------ Material for this exercise
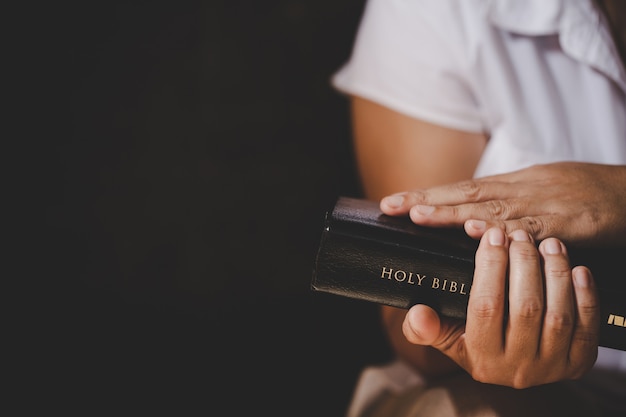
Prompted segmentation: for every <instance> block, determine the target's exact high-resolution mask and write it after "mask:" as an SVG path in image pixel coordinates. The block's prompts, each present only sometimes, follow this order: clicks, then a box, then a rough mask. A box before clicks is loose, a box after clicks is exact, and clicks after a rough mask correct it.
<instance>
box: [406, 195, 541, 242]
mask: <svg viewBox="0 0 626 417" xmlns="http://www.w3.org/2000/svg"><path fill="white" fill-rule="evenodd" d="M536 205H537V203H536V202H535V201H533V200H532V199H529V198H507V199H504V198H499V199H497V200H488V201H482V202H479V203H463V204H457V205H437V206H427V205H420V204H418V205H415V206H413V207H411V209H410V211H409V214H410V216H411V220H413V222H414V223H417V224H422V225H433V226H437V225H439V226H441V225H445V224H452V223H454V224H459V225H461V224H463V223H464V222H465V221H466V220H468V219H482V220H490V221H494V223H493V225H492V226H501V225H502V222H501V223H500V224H497V223H496V221H505V220H517V219H521V218H523V217H525V216H538V215H541V214H543V212H542V209H541V208H540V207H535V206H536ZM485 230H486V229H485ZM514 230H517V229H512V230H509V231H508V233H511V232H512V231H514Z"/></svg>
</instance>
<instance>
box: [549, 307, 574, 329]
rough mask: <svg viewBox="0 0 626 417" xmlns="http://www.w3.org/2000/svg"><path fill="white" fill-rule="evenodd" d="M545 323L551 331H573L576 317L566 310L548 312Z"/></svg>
mask: <svg viewBox="0 0 626 417" xmlns="http://www.w3.org/2000/svg"><path fill="white" fill-rule="evenodd" d="M544 322H545V325H546V327H547V328H548V329H550V331H551V332H554V333H564V332H569V331H571V329H572V327H573V326H574V318H573V317H572V315H571V314H569V313H566V312H554V311H548V312H546V316H545V318H544Z"/></svg>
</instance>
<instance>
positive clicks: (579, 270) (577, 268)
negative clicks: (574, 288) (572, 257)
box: [572, 268, 591, 288]
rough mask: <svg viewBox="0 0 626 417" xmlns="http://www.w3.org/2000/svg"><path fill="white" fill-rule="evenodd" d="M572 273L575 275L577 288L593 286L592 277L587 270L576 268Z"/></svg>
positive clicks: (574, 281)
mask: <svg viewBox="0 0 626 417" xmlns="http://www.w3.org/2000/svg"><path fill="white" fill-rule="evenodd" d="M572 273H573V274H574V283H575V284H576V286H577V287H581V288H587V287H590V286H591V277H590V276H589V271H588V270H587V269H586V268H576V269H574V271H573V272H572Z"/></svg>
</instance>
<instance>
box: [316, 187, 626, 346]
mask: <svg viewBox="0 0 626 417" xmlns="http://www.w3.org/2000/svg"><path fill="white" fill-rule="evenodd" d="M478 243H479V242H478V241H477V240H475V239H472V238H470V237H469V236H467V235H466V234H465V232H464V231H463V230H462V229H446V228H429V227H424V226H418V225H416V224H414V223H413V222H411V220H410V219H409V218H408V217H392V216H387V215H385V214H383V213H382V212H381V211H380V208H379V205H378V202H375V201H369V200H364V199H357V198H350V197H339V198H338V200H337V202H336V203H335V205H334V207H333V208H332V209H331V210H329V211H328V212H326V215H325V221H324V228H323V230H322V235H321V239H320V243H319V247H318V251H317V254H316V257H315V263H314V268H313V279H312V281H311V288H312V290H314V291H320V292H325V293H331V294H335V295H340V296H345V297H349V298H354V299H359V300H364V301H370V302H375V303H378V304H384V305H389V306H393V307H399V308H405V309H408V308H409V307H411V306H412V305H414V304H418V303H421V304H426V305H429V306H431V307H432V308H433V309H435V310H436V311H437V312H438V313H439V314H441V315H443V316H446V317H451V318H458V319H465V317H466V312H467V302H468V297H469V292H470V288H471V283H472V277H473V273H474V255H475V253H476V249H477V248H478ZM568 250H569V248H568ZM569 252H570V260H571V261H572V265H576V264H577V263H576V262H578V261H579V260H582V259H584V261H582V262H579V263H578V264H582V265H586V266H589V267H590V268H591V270H592V273H593V274H594V278H595V280H596V285H597V287H598V288H599V295H600V303H601V314H602V317H601V320H602V322H601V333H600V345H601V346H605V347H610V348H614V349H620V350H626V302H624V299H623V298H622V295H623V291H622V290H620V289H617V288H613V289H611V291H609V288H607V285H606V282H605V280H606V279H607V277H609V276H610V275H609V274H615V273H617V272H616V271H620V269H616V268H615V266H616V265H617V260H618V259H619V250H610V249H602V250H597V251H592V250H585V251H580V252H579V253H578V252H576V251H572V250H569ZM622 252H623V249H622ZM603 278H604V280H603ZM613 282H619V281H618V279H617V278H616V279H614V280H613Z"/></svg>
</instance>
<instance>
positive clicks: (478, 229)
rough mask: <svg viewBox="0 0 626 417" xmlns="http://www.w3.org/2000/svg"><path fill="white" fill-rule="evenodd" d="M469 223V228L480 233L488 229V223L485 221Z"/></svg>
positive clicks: (474, 220) (479, 221)
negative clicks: (487, 228)
mask: <svg viewBox="0 0 626 417" xmlns="http://www.w3.org/2000/svg"><path fill="white" fill-rule="evenodd" d="M467 223H468V226H469V227H471V228H472V229H474V230H478V231H480V232H483V231H484V230H485V228H486V227H487V222H485V221H483V220H468V221H467Z"/></svg>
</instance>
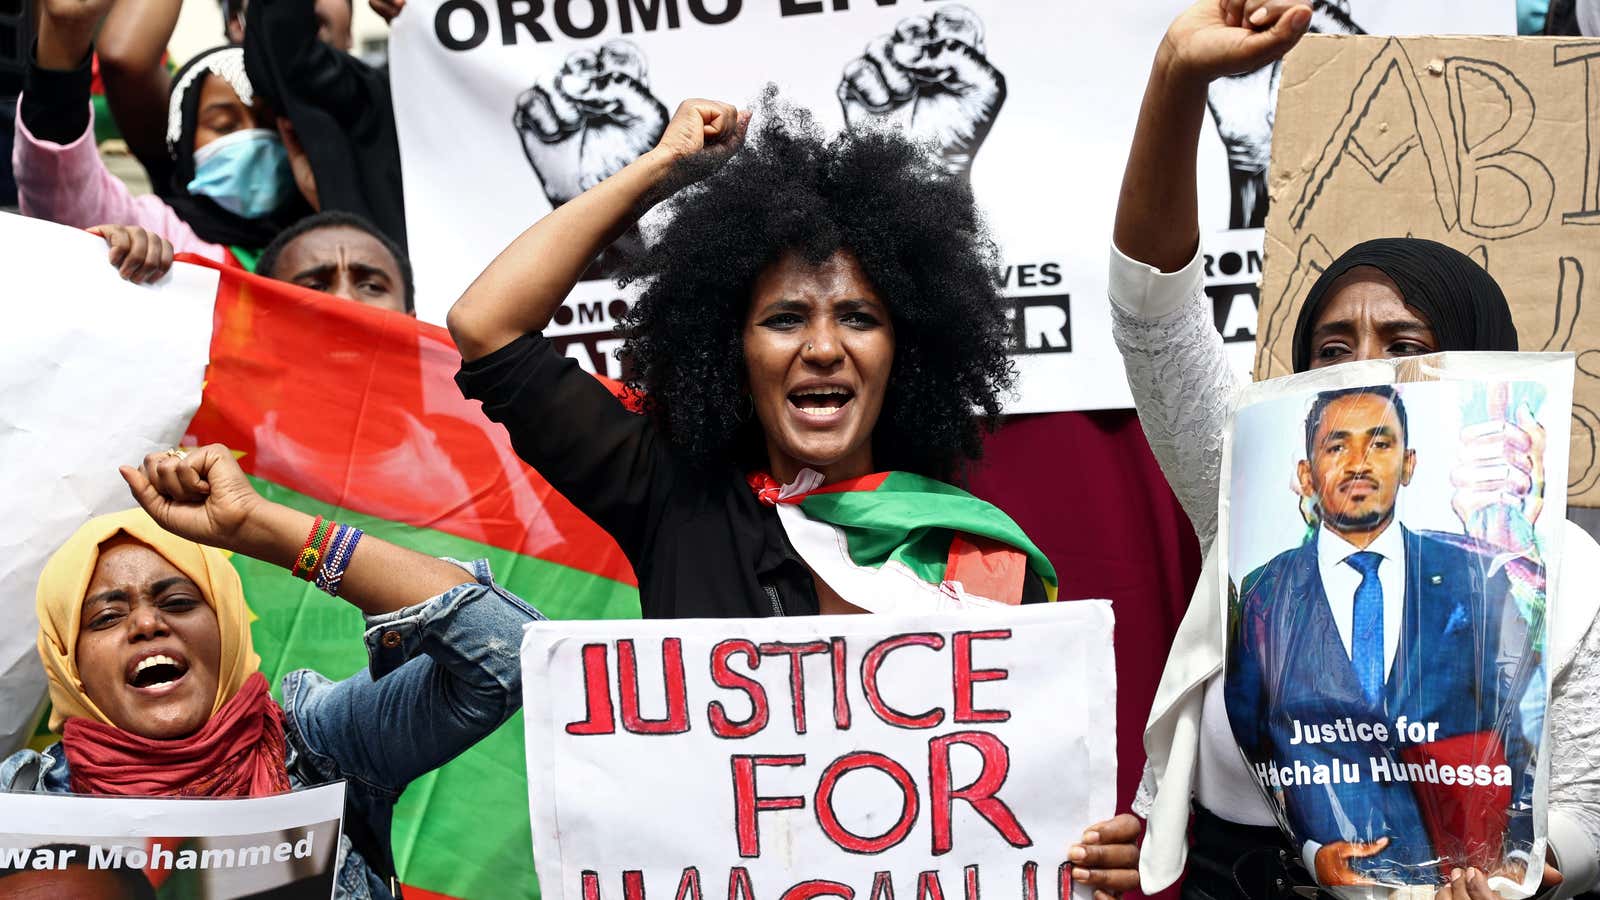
------------
◆ Task to carry out:
Quote the preceding records in their entirety, excluding every picture.

◆ Result:
Prompted segmentation: for every <instance> block, determine the target's exact high-resolution mask and write it after "mask:" as an SVG path in image pixel coordinates. The block's prompts, each present only sometimes, follow this order: clicks, then a box, then a rough mask. A box before clicks is loose, a box after clicks is exact, and clicks after a rough mask correct it.
<instance>
box: [406, 195, 541, 242]
mask: <svg viewBox="0 0 626 417" xmlns="http://www.w3.org/2000/svg"><path fill="white" fill-rule="evenodd" d="M536 205H537V203H536V202H535V201H533V200H532V199H529V198H507V199H504V198H499V199H497V200H488V201H482V202H479V203H463V204H457V205H437V206H427V205H420V204H418V205H415V206H413V207H411V209H410V211H409V214H410V216H411V220H413V222H414V223H417V224H422V225H433V226H437V225H439V226H441V225H445V224H452V223H454V224H459V225H461V224H463V223H464V222H465V221H466V220H468V219H482V220H490V221H494V223H493V225H492V226H501V225H502V222H501V223H500V224H497V223H496V221H505V220H517V219H521V218H523V217H525V216H538V215H541V214H543V212H542V209H541V208H540V207H535V206H536ZM485 230H486V229H485ZM514 230H517V229H512V230H509V231H508V233H511V232H512V231H514Z"/></svg>
</instance>
<instance>
box: [549, 307, 574, 329]
rough mask: <svg viewBox="0 0 626 417" xmlns="http://www.w3.org/2000/svg"><path fill="white" fill-rule="evenodd" d="M545 323L551 331H573L576 317L566 310L548 312Z"/></svg>
mask: <svg viewBox="0 0 626 417" xmlns="http://www.w3.org/2000/svg"><path fill="white" fill-rule="evenodd" d="M544 322H545V325H546V327H547V328H548V329H550V331H551V332H554V333H564V332H569V331H571V329H572V327H573V326H574V318H573V317H572V315H571V314H569V313H566V312H554V311H548V312H546V316H545V318H544Z"/></svg>
</instance>
<instance>
positive clicks: (579, 270) (577, 268)
negative clicks: (574, 288) (572, 257)
box: [572, 268, 591, 288]
rough mask: <svg viewBox="0 0 626 417" xmlns="http://www.w3.org/2000/svg"><path fill="white" fill-rule="evenodd" d="M572 273L575 275L577 288L593 286L592 277L587 270L576 268Z"/></svg>
positive clicks: (574, 281)
mask: <svg viewBox="0 0 626 417" xmlns="http://www.w3.org/2000/svg"><path fill="white" fill-rule="evenodd" d="M572 273H573V274H574V283H575V284H576V286H577V287H581V288H587V287H590V286H591V277H590V276H589V271H588V270H587V269H586V268H576V269H574V271H573V272H572Z"/></svg>
</instance>
<instance>
box: [316, 187, 626, 346]
mask: <svg viewBox="0 0 626 417" xmlns="http://www.w3.org/2000/svg"><path fill="white" fill-rule="evenodd" d="M478 243H479V242H478V241H477V240H475V239H472V238H470V237H469V236H467V235H466V234H465V232H464V231H463V230H462V229H446V228H429V227H424V226H418V225H416V224H414V223H413V222H411V220H410V219H409V218H408V217H392V216H387V215H385V214H383V213H382V212H381V211H380V208H379V205H378V202H375V201H369V200H364V199H357V198H350V197H339V198H338V200H337V202H336V203H335V205H334V207H333V208H332V209H331V210H329V211H328V212H326V215H325V221H324V228H323V230H322V235H321V239H320V243H319V247H318V251H317V254H316V257H315V263H314V268H313V279H312V281H311V288H312V290H314V291H320V292H325V293H331V294H335V295H340V296H345V297H349V298H354V299H359V300H364V301H370V302H375V303H378V304H384V305H389V306H393V307H399V308H405V309H408V308H409V307H411V306H412V305H414V304H418V303H421V304H426V305H429V306H431V307H432V308H433V309H435V310H436V311H437V312H438V313H439V314H441V315H443V316H446V317H451V318H458V319H465V317H466V312H467V302H468V297H469V292H470V288H471V283H472V277H473V273H474V255H475V253H476V249H477V248H478ZM568 250H569V248H568ZM569 252H570V260H571V261H572V265H576V264H577V263H576V262H578V261H579V260H582V259H584V261H582V262H579V263H578V264H582V265H586V266H589V267H590V268H591V270H592V273H593V274H594V278H595V280H596V285H597V287H598V288H599V295H600V303H601V314H602V317H601V320H602V322H601V333H600V345H601V346H605V347H610V348H614V349H620V350H626V302H624V299H623V298H622V295H623V291H622V290H620V289H617V288H613V289H611V291H609V288H607V285H606V282H605V280H606V279H607V277H609V276H610V275H609V274H615V273H617V272H616V271H620V269H616V268H615V266H616V265H617V260H618V259H619V250H610V249H602V250H597V251H592V250H585V251H580V252H579V253H578V252H576V251H572V250H569ZM622 252H623V249H622ZM603 278H604V280H603ZM613 282H619V281H618V279H617V278H616V279H614V280H613Z"/></svg>
</instance>
<instance>
positive clicks: (478, 229)
rough mask: <svg viewBox="0 0 626 417" xmlns="http://www.w3.org/2000/svg"><path fill="white" fill-rule="evenodd" d="M469 223V228L480 233L488 229V223L485 221Z"/></svg>
positive clicks: (474, 220) (479, 221)
negative clicks: (487, 228)
mask: <svg viewBox="0 0 626 417" xmlns="http://www.w3.org/2000/svg"><path fill="white" fill-rule="evenodd" d="M467 223H468V226H469V227H471V228H472V229H474V230H478V231H480V232H483V231H484V230H485V228H486V227H487V222H485V221H483V220H468V221H467Z"/></svg>
</instance>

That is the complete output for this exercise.